All things considered, I had a great year. The family stayed healthy, my oldest started college, I made some new friends, and work was meaningful. Everything wasn’t easy or perfect—it never is, or should be—but I’m hopefully better than I was twelve months ago.
For a while I’ve been doing these annual recaps, as much as for me as for you. I find it useful to pause and reflect, and I like going back through all the books I finished to pull out key insights worth remembering. Let’s take a quick look at some items I created, and then a roundup of the best from the 53 books I started and finished.
Things I Wrote (or Said)
I kept up my daily reading list and published hundreds of entries. If you scanned some of them, I hope you learned as much as I did!
In terms of what I created last year, I’m thrilled that Google keeps letting me co-host our Google Cloud Next developer keynote. Helping write and prepare it is a professional privilege and joy. It’s also a bonkers amount of work!
I delivered a few recorded talks in 2025—this on platform engineering, that on career management, another on AI app development, plus one on our AI strategy, and a look at using AI in your daily workflow. Between public talks and customer talks, I somehow found myself standing on stages in Seoul, Istanbul, Paris, Las Vegas, Stockholm, Hyderabad, Bangalore, New York, Sunnyvale, Austin, Vancouver, and Philadelphia.

=== Records shown ===
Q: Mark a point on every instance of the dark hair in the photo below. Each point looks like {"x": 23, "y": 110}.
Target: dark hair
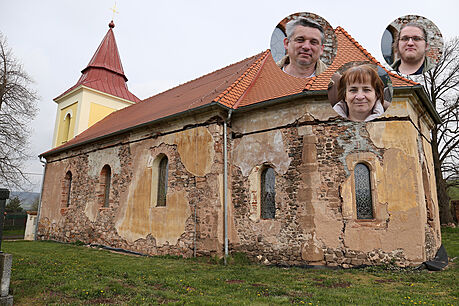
{"x": 305, "y": 22}
{"x": 361, "y": 74}
{"x": 409, "y": 24}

=== Things to do ===
1. Sum up the year-in-review post above in two sentences.
2. Set down the year-in-review post word for word, everything from "For a while" down to "Wrote (or Said)".

=== Answers to the exercise ===
1. The writer had a great year: the family stayed healthy, the oldest child started college, new friends came along, and work was meaningful, though not everything was easy or perfect. The post looks back on a daily reading list with hundreds of entries, co-hosting the Google Cloud Next developer keynote, several recorded talks on topics such as platform engineering, career management and AI, and speaking on stages in cities from Seoul to Philadelphia, before a roundup of the best of the 53 books finished.

2.
For a while I’ve been doing these annual recaps, as much as for me as for you. I find it useful to pause and reflect, and I like going back through all the books I finished to pull out key insights worth remembering. Let’s take a quick look at some items I created, and then a roundup of the best from the 53 books I started and finished.
Things I Wrote (or Said)